▸ **Data to process**

####################

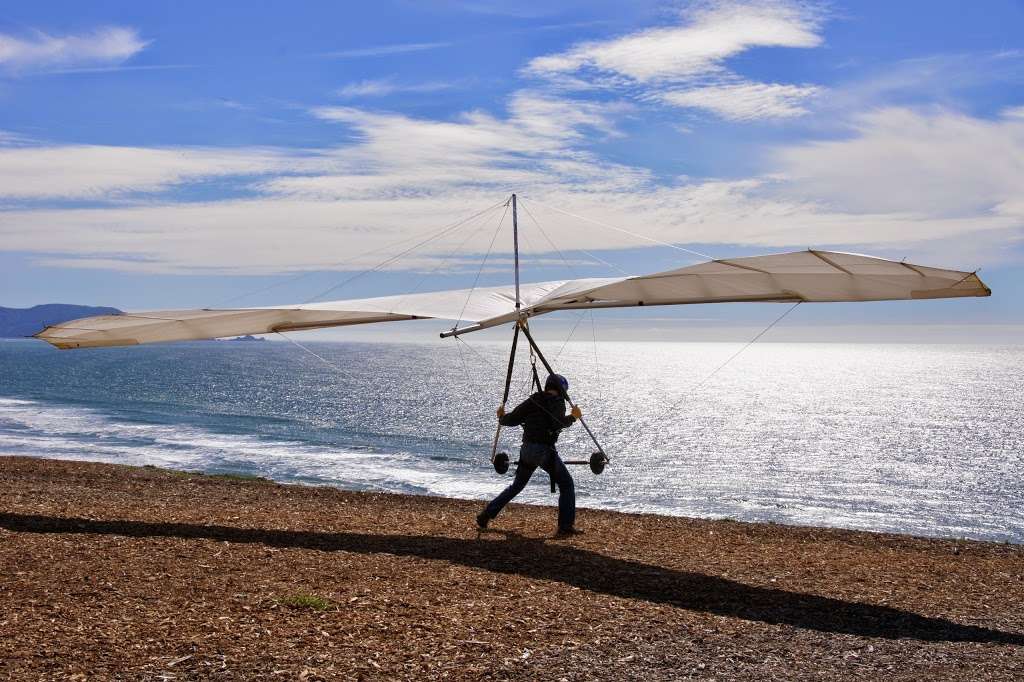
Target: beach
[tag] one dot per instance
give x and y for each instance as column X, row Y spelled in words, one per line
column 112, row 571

####################

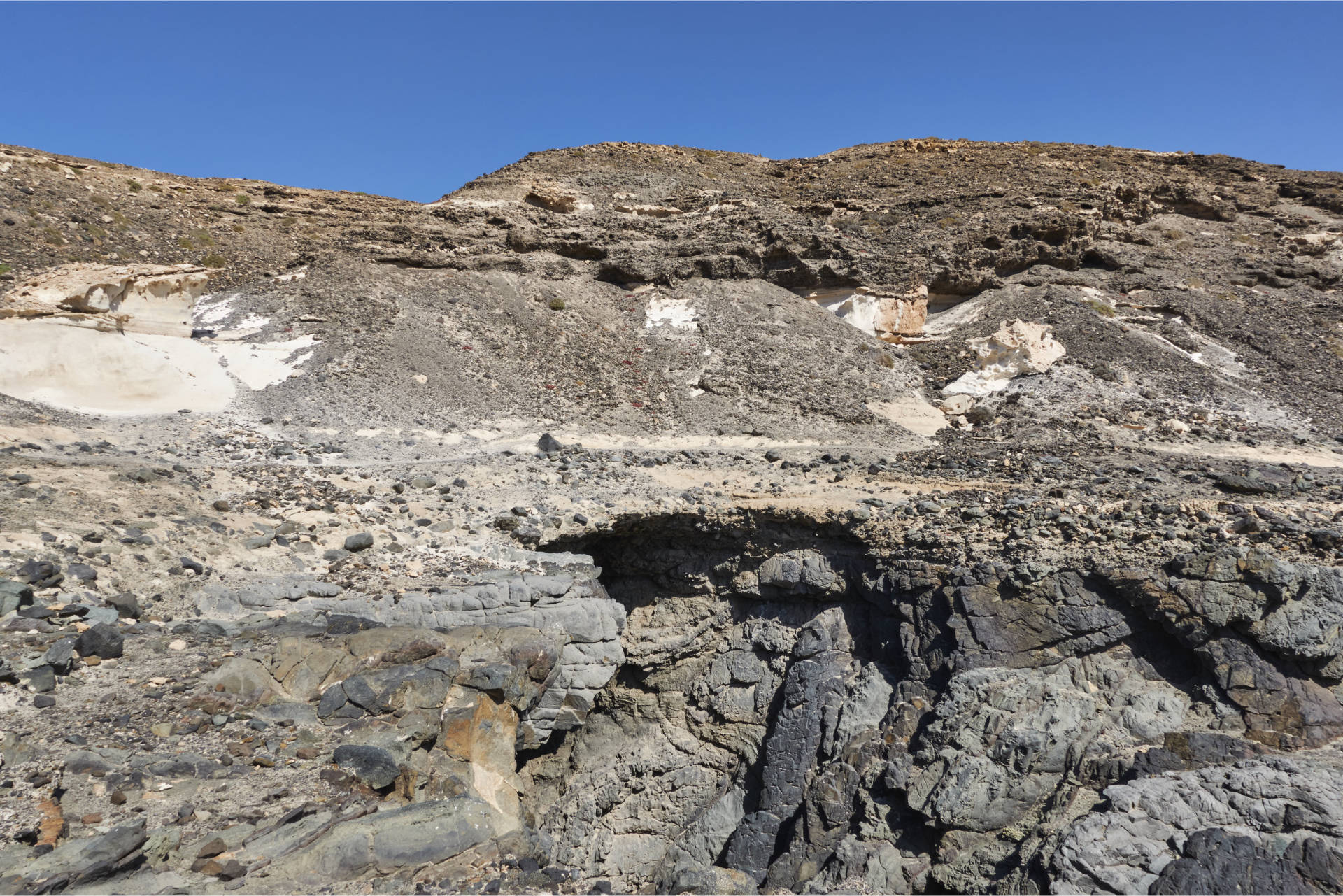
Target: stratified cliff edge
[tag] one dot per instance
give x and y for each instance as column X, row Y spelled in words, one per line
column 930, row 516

####################

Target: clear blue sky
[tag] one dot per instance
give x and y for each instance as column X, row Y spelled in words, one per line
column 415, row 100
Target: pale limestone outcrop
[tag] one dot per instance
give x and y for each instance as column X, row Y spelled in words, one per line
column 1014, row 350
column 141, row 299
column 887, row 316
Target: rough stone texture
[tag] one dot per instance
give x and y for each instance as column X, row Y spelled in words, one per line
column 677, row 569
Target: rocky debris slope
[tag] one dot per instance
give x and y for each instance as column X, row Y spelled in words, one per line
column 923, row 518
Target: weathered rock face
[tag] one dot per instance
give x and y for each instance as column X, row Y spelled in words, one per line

####################

▸ **Objective**
Lay out the material between the lines holding "Target: stratified cliff edge" and "column 930, row 516", inclusive, as a two-column CSV with the headers text and answer. Each row should pair the wording with its answer, with each value in one quoted field and line breaks replaced by spaces.

▸ **The solution**
text,answer
"Target: stratified cliff edge [tag] one dot per instance give x and y for each instance as column X, row Y spelled in words, one per line","column 930, row 516"